• TO DO: Reproduce the records below word for word, from their beginning up to and including the line that contains "point(658, 950)". Omit the pictures from your reproduction.

==========

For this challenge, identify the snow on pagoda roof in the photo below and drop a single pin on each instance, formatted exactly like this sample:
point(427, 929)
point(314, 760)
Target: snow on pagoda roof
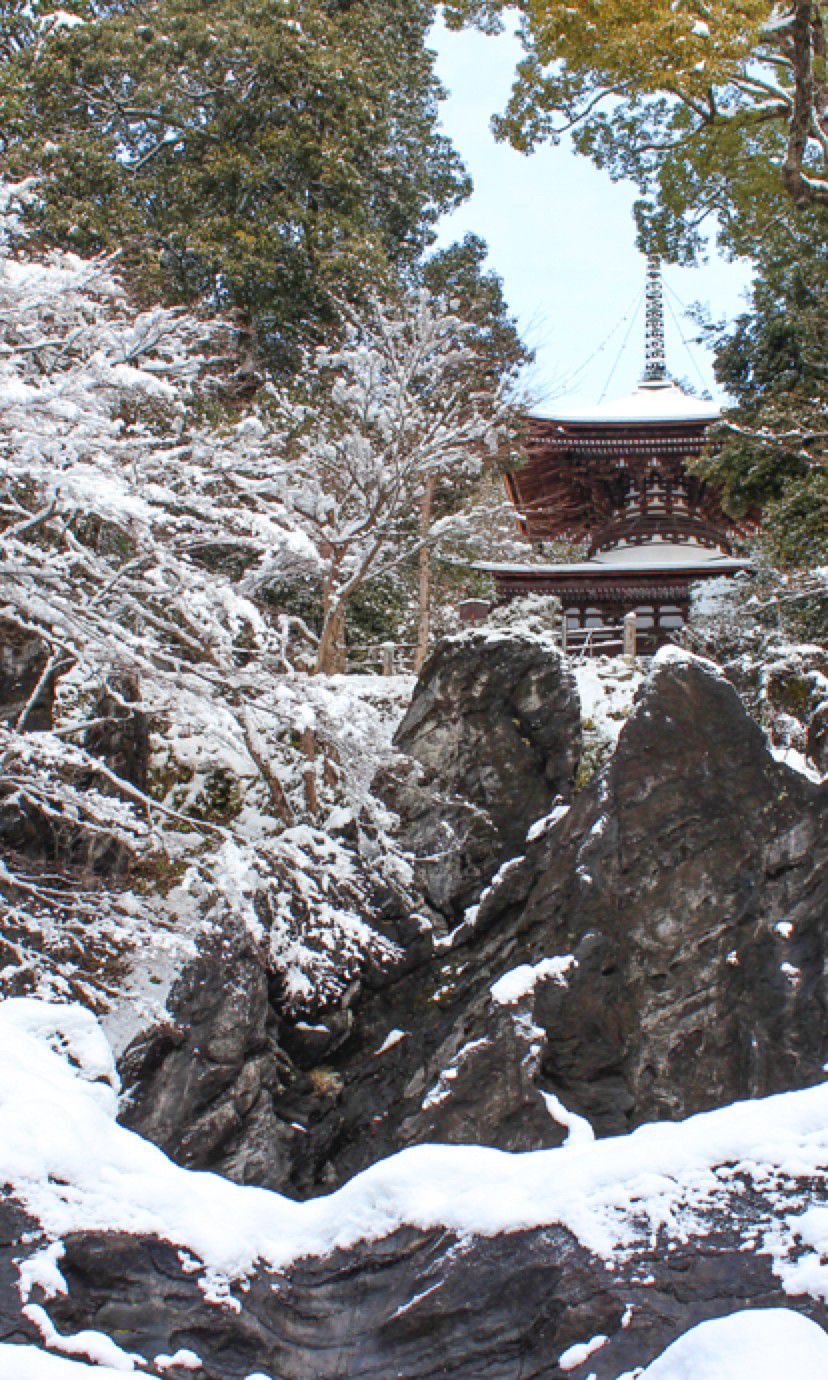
point(650, 402)
point(647, 558)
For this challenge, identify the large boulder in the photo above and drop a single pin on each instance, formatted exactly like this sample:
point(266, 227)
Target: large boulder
point(490, 740)
point(658, 950)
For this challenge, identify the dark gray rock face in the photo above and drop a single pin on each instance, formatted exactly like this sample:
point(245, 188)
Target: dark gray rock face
point(491, 737)
point(416, 1304)
point(687, 882)
point(206, 1088)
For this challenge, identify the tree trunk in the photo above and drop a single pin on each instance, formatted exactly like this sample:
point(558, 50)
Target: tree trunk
point(424, 576)
point(330, 654)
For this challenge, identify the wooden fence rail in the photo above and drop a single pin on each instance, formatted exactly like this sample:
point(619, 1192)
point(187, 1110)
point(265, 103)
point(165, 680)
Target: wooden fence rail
point(612, 639)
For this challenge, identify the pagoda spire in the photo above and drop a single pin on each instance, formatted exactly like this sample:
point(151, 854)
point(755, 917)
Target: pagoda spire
point(654, 349)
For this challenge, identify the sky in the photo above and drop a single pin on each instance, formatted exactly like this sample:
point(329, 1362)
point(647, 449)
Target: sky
point(562, 238)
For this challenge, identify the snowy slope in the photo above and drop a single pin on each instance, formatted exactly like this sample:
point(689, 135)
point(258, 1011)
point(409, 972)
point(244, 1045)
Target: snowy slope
point(73, 1168)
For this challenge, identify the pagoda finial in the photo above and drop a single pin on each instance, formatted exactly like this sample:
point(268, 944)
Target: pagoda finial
point(656, 353)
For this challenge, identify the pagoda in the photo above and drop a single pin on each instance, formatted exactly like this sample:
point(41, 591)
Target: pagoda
point(616, 476)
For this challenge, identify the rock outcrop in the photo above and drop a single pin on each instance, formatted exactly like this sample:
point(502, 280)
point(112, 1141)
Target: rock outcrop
point(665, 941)
point(490, 740)
point(416, 1303)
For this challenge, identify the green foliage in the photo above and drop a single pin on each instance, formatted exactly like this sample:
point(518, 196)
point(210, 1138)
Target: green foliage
point(772, 450)
point(458, 275)
point(714, 109)
point(265, 155)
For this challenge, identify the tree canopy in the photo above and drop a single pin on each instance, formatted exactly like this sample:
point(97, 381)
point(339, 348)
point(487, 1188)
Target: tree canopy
point(772, 449)
point(267, 155)
point(712, 106)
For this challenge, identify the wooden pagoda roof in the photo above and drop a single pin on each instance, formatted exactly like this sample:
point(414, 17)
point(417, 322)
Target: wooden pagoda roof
point(581, 467)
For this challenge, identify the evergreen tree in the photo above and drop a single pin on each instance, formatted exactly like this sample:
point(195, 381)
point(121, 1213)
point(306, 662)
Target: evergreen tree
point(716, 108)
point(267, 155)
point(772, 450)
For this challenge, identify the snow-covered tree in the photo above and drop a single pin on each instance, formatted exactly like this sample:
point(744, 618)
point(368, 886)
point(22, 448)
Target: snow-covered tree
point(388, 417)
point(138, 515)
point(169, 762)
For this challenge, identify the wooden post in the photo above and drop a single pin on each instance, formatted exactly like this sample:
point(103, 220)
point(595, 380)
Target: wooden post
point(308, 744)
point(629, 638)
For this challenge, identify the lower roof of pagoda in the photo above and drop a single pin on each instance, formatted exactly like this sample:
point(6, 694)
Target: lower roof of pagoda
point(657, 558)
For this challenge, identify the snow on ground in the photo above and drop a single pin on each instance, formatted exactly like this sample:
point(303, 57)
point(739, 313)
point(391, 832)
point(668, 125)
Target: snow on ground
point(752, 1344)
point(522, 980)
point(606, 687)
point(73, 1168)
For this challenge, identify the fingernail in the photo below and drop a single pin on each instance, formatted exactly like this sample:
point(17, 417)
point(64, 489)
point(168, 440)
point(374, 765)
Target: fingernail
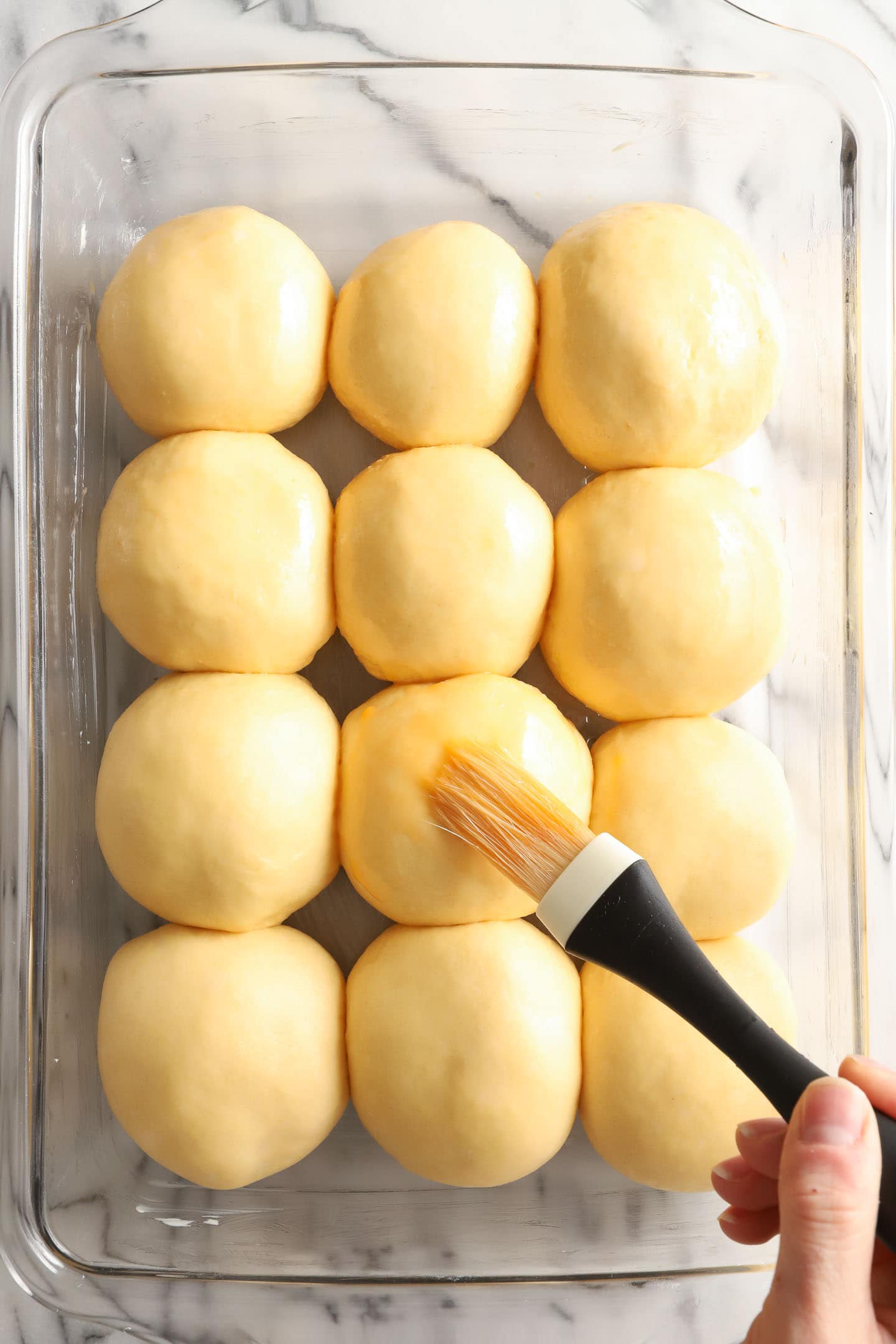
point(759, 1128)
point(833, 1113)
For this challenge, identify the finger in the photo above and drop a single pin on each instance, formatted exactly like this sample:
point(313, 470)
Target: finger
point(761, 1141)
point(876, 1081)
point(828, 1193)
point(739, 1185)
point(749, 1228)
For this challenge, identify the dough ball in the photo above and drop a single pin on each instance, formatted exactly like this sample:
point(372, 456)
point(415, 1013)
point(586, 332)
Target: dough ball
point(708, 807)
point(217, 799)
point(214, 554)
point(434, 338)
point(671, 593)
point(658, 1103)
point(222, 1054)
point(661, 339)
point(444, 562)
point(393, 750)
point(217, 320)
point(464, 1048)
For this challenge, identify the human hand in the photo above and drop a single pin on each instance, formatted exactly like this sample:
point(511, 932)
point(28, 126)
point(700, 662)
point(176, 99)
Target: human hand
point(817, 1183)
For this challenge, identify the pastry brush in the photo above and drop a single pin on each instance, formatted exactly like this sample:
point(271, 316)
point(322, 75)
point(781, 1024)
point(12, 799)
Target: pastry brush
point(602, 902)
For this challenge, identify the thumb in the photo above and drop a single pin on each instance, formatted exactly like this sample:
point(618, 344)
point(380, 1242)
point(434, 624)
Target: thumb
point(828, 1193)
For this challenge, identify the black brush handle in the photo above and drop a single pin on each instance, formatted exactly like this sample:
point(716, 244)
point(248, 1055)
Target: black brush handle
point(632, 929)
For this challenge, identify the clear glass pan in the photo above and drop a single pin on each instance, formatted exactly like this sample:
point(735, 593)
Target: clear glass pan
point(109, 132)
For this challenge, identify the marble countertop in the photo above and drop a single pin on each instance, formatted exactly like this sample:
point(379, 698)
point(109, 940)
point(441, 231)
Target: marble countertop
point(709, 1309)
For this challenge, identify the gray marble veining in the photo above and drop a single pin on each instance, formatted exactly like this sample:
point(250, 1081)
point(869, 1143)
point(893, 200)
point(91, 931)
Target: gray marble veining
point(688, 1311)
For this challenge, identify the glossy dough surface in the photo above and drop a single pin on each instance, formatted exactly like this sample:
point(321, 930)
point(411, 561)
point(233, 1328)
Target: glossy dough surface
point(215, 554)
point(223, 1055)
point(465, 1048)
point(709, 810)
point(217, 320)
point(671, 593)
point(658, 1103)
point(217, 799)
point(442, 562)
point(661, 339)
point(434, 337)
point(393, 750)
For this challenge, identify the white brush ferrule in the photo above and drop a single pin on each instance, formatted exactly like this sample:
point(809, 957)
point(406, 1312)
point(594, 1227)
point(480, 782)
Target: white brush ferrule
point(582, 884)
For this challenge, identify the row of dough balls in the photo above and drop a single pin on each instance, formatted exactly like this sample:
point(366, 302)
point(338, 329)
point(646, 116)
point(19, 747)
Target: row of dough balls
point(227, 1057)
point(666, 590)
point(221, 801)
point(222, 320)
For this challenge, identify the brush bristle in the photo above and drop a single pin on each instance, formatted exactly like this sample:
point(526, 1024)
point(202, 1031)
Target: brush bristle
point(485, 799)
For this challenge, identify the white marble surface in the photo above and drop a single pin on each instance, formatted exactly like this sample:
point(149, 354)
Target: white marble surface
point(692, 1311)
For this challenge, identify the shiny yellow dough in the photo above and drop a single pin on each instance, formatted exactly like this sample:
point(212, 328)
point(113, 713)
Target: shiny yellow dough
point(222, 1054)
point(434, 338)
point(217, 799)
point(708, 807)
point(444, 561)
point(661, 339)
point(217, 320)
point(215, 554)
point(658, 1103)
point(671, 593)
point(464, 1048)
point(394, 748)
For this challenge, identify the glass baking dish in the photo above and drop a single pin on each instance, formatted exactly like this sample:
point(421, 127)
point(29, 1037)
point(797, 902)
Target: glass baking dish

==========

• REPLY TO THE TASK:
For this challenge, identify the snow on pagoda roof in the photo below and drop a single pin on each instance, formatted exactly like this sample:
point(427, 929)
point(314, 760)
Target: snow on pagoda roof
point(650, 402)
point(647, 558)
For this challenge, identify the large boulder in the photo above and drop a single pin on each instance, formatted exactly like this sample:
point(266, 227)
Target: large boulder
point(490, 740)
point(658, 950)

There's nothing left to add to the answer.